» Data:
»»
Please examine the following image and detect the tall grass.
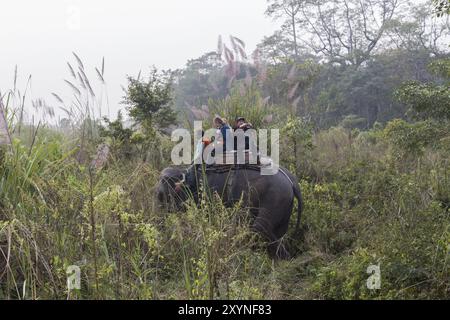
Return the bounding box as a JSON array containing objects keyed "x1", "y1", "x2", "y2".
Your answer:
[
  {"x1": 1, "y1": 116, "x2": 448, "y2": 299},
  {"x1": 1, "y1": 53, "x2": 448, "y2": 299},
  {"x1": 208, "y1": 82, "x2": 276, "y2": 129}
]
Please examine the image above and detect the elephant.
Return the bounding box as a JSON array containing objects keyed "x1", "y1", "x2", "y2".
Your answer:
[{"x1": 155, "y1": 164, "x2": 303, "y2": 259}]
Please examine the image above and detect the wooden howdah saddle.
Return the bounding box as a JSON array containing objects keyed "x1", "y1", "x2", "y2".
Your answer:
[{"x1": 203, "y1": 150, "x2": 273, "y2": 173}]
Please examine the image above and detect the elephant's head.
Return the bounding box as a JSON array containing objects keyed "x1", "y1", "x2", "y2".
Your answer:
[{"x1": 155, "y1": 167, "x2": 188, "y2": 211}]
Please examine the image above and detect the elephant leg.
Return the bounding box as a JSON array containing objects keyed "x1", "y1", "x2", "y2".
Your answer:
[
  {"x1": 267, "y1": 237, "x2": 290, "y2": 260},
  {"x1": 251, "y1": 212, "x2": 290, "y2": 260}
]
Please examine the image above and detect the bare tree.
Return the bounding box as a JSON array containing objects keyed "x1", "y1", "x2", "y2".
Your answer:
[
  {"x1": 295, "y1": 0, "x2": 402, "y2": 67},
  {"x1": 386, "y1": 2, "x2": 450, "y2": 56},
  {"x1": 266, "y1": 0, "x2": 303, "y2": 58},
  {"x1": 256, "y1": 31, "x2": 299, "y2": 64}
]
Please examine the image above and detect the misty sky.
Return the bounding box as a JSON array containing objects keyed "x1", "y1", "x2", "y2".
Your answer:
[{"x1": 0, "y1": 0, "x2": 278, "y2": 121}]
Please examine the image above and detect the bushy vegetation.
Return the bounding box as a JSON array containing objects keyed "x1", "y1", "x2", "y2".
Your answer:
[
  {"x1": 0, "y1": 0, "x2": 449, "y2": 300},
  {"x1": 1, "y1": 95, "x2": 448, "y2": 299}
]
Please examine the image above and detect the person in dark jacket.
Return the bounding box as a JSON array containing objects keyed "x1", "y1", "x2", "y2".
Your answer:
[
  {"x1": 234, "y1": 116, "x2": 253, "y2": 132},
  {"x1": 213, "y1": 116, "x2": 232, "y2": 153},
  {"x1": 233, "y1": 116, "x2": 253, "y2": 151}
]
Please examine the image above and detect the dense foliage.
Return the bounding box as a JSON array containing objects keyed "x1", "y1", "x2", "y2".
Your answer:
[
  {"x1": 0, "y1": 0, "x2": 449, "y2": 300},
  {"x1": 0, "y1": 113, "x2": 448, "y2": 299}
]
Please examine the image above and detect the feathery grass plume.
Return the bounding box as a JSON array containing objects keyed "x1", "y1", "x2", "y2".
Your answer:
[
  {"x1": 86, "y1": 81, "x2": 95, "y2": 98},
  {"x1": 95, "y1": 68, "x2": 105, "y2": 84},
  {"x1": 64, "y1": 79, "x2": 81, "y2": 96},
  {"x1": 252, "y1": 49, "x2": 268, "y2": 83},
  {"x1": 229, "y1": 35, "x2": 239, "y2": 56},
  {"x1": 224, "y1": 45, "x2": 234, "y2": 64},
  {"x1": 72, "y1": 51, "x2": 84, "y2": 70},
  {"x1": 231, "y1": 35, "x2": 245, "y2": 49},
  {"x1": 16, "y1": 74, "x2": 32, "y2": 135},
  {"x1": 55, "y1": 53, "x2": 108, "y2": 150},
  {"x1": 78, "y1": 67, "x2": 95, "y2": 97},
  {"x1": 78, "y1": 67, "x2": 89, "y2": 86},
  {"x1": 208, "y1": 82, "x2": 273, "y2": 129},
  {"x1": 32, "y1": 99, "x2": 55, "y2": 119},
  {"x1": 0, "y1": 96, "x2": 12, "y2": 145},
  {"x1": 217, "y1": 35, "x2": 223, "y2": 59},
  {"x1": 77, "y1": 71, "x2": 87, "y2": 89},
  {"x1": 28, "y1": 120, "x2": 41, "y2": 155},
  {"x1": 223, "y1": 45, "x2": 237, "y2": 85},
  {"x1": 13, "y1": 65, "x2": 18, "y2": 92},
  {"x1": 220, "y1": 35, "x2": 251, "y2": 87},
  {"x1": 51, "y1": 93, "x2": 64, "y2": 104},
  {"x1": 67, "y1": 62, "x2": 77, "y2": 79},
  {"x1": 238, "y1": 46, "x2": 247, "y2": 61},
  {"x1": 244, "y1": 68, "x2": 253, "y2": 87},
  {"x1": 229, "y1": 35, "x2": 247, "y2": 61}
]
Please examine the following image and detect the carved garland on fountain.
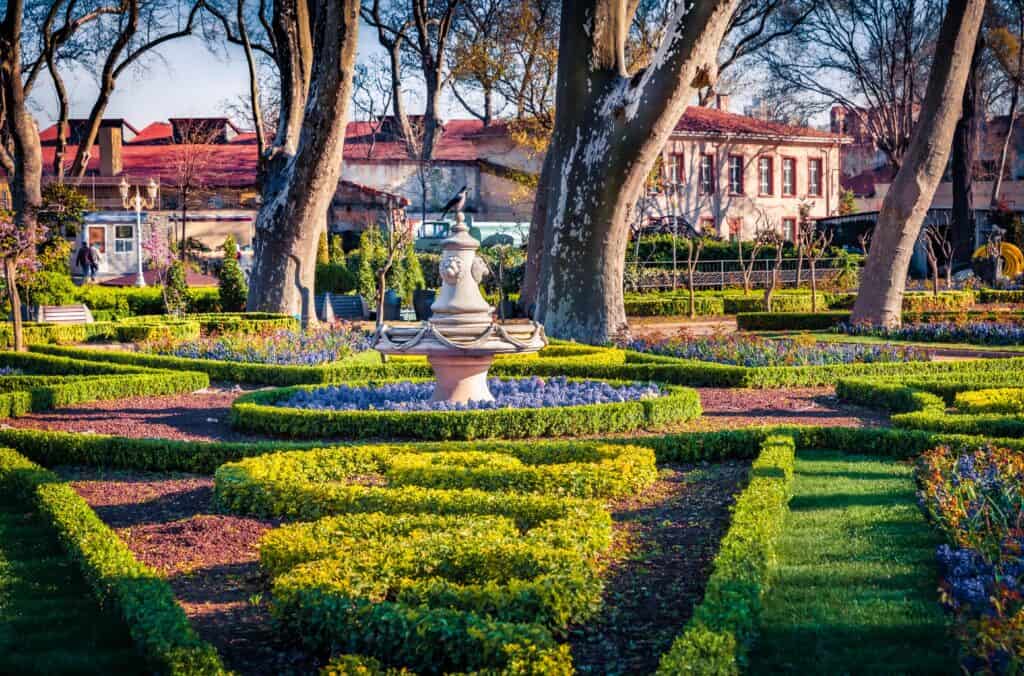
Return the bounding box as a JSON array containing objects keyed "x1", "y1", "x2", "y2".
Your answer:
««
» What needs to be done:
Reproduce each entry exactly as given; no pictures, please.

» Answer to the problem:
Please examine the following image and detect the tall grass.
Return the bounding box as a JSON array containing objects keyed "x1", "y1", "x2", "y2".
Your answer:
[
  {"x1": 1, "y1": 116, "x2": 448, "y2": 299},
  {"x1": 1, "y1": 53, "x2": 448, "y2": 299},
  {"x1": 208, "y1": 82, "x2": 276, "y2": 129}
]
Please examine the image above and detect the elephant.
Return the bounding box as a JSON array containing objects keyed "x1", "y1", "x2", "y2".
Your answer:
[{"x1": 155, "y1": 164, "x2": 303, "y2": 259}]
Please examine the image above and detect the wooden howdah saddle.
Return the bounding box as a JSON array containing objects keyed "x1", "y1", "x2", "y2".
Your answer:
[{"x1": 203, "y1": 150, "x2": 273, "y2": 173}]
Please examine the image above and detect the elephant's head.
Return the bounding box as a JSON array containing objects keyed "x1", "y1", "x2", "y2".
Your answer:
[{"x1": 155, "y1": 167, "x2": 188, "y2": 211}]
Please examine the image above and detect the elephant leg.
Return the bounding box as a JSON array containing objects keyed "x1", "y1", "x2", "y2".
Your answer:
[
  {"x1": 267, "y1": 237, "x2": 290, "y2": 260},
  {"x1": 251, "y1": 212, "x2": 290, "y2": 260}
]
Please examine the image above and detect the bare tree.
Return the bounding box as a JSON array containing objects keyed "x1", "y1", "x2", "y2".
Your answer:
[
  {"x1": 295, "y1": 0, "x2": 402, "y2": 67},
  {"x1": 386, "y1": 2, "x2": 450, "y2": 56},
  {"x1": 266, "y1": 0, "x2": 303, "y2": 58},
  {"x1": 256, "y1": 31, "x2": 299, "y2": 64}
]
Please examine the image above and detect the misty sky.
Return the bounding box as a JSON array containing objects keyed "x1", "y1", "x2", "y2".
Your answer:
[{"x1": 0, "y1": 0, "x2": 278, "y2": 121}]
Please examine the image above and detect the bushy vegetation.
Return the bounding box as a JSON array containing objects keyed "x1", "y1", "x2", "y2".
Your answer:
[
  {"x1": 0, "y1": 0, "x2": 449, "y2": 300},
  {"x1": 1, "y1": 95, "x2": 448, "y2": 299}
]
Please examine the image above and detect the person in dark jacket.
Return the bounding box as a JSON array containing objects keyed "x1", "y1", "x2", "y2".
Your answer:
[
  {"x1": 234, "y1": 116, "x2": 253, "y2": 132},
  {"x1": 213, "y1": 116, "x2": 232, "y2": 153},
  {"x1": 233, "y1": 116, "x2": 253, "y2": 151}
]
Please examine the image above and detect the dense foliage.
Return the bounding box as a JSON array containing objects keyed "x1", "y1", "x2", "y2".
Your answer:
[
  {"x1": 0, "y1": 0, "x2": 449, "y2": 300},
  {"x1": 0, "y1": 113, "x2": 448, "y2": 299}
]
Please examine the image above and detect the feathery grass plume.
Return the bounding box as a JSON array containing objects keyed "x1", "y1", "x2", "y2".
Your answer:
[
  {"x1": 86, "y1": 81, "x2": 95, "y2": 98},
  {"x1": 95, "y1": 68, "x2": 105, "y2": 84},
  {"x1": 64, "y1": 79, "x2": 81, "y2": 96},
  {"x1": 252, "y1": 49, "x2": 268, "y2": 83},
  {"x1": 229, "y1": 35, "x2": 239, "y2": 56},
  {"x1": 224, "y1": 45, "x2": 234, "y2": 64},
  {"x1": 72, "y1": 51, "x2": 84, "y2": 70},
  {"x1": 231, "y1": 35, "x2": 245, "y2": 49},
  {"x1": 16, "y1": 74, "x2": 32, "y2": 135},
  {"x1": 55, "y1": 53, "x2": 108, "y2": 150},
  {"x1": 78, "y1": 67, "x2": 95, "y2": 97},
  {"x1": 78, "y1": 67, "x2": 89, "y2": 86},
  {"x1": 208, "y1": 82, "x2": 273, "y2": 129},
  {"x1": 32, "y1": 99, "x2": 55, "y2": 119},
  {"x1": 0, "y1": 96, "x2": 12, "y2": 145},
  {"x1": 217, "y1": 35, "x2": 223, "y2": 59},
  {"x1": 77, "y1": 71, "x2": 87, "y2": 89},
  {"x1": 28, "y1": 120, "x2": 41, "y2": 155},
  {"x1": 223, "y1": 45, "x2": 237, "y2": 85},
  {"x1": 13, "y1": 65, "x2": 18, "y2": 92},
  {"x1": 220, "y1": 35, "x2": 251, "y2": 87},
  {"x1": 51, "y1": 93, "x2": 64, "y2": 104},
  {"x1": 67, "y1": 62, "x2": 77, "y2": 79},
  {"x1": 238, "y1": 46, "x2": 247, "y2": 61},
  {"x1": 244, "y1": 68, "x2": 253, "y2": 87},
  {"x1": 229, "y1": 35, "x2": 247, "y2": 61}
]
Please examine the following image and detect the carved garland on fountain.
Return the bounding box as a JSON array containing objects keyed "x1", "y1", "x2", "y2".
Your answer:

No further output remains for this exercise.